» Passage to read:
◇ ◇ ◇ ◇ ◇ ◇ ◇

In 2015, Aditya Kripalani explored the lives of two Mumbai prostitutes in his third book ‘Tikli and Laxmi Bomb’.
The book was launched & released in Singapore and soon after it received honorable mentions in reputed book festivals around the world like the London book festival, Paris book festival, Amsterdam book festival & Great South East book festival.
By January 2016, Aditya decided to make a film on his third book because he believed that story should reach a wider audience and turning the book into a film was a way to do that.
‘Tikli and Laxmi Bomb’ has been one of the most talked about films in India in the Independent film space. The film has traveled to multiple film festivals around the world and won awards like Best Feature Film at the 9th Berlin Independent Film Festival, Best Film Gender Equality at the 20th U.K. Asian Film Festival, Best film-Festival choice at the New Jersey Indian & International Film Festival, June 2018, Best Non- English Speaking Film and Supporting Actor at the Out of the Can Film Festival, UK, July 2018. The actor Chitrangada Satarupa won the Best Debutante Actress award at the Jaipur International Film Festival, January 2018.

◇ ◇ ◇ ◇ ◇ ◇ ◇

» Short problem A: From the passage about "Tikli and Laxmi Bomb," extract the text from "The book was" up to and including "to do that.".
» Short problem B: According to the passage about "Tikli and Laxmi Bomb," in which country was the book launched and released?
» Short problem C: List every book festival that the passage about "Tikli and Laxmi Bomb" names as giving the book an honorable mention.
The listing after this passage comes from a separate, unrelated source.

» Material provided:
◇ ◇ ◇ ◇ ◇ ◇ ◇

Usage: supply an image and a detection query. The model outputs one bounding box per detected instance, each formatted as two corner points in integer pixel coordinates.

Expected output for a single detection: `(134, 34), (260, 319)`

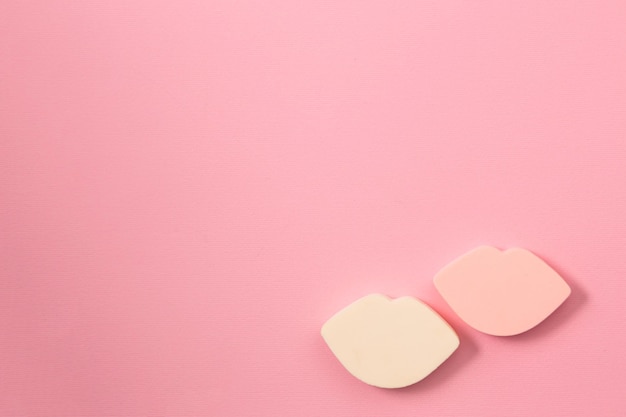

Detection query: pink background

◇ ◇ ◇ ◇ ◇ ◇ ◇

» Final answer A:
The book was launched & released in Singapore and soon after it received honorable mentions in reputed book festivals around the world like the London book festival, Paris book festival, Amsterdam book festival & Great South East book festival.
By January 2016, Aditya decided to make a film on his third book because he believed that story should reach a wider audience and turning the book into a film was a way to do that.

» Final answer B: Singapore

» Final answer C:
London book festival
Paris book festival
Amsterdam book festival
Great South East book festival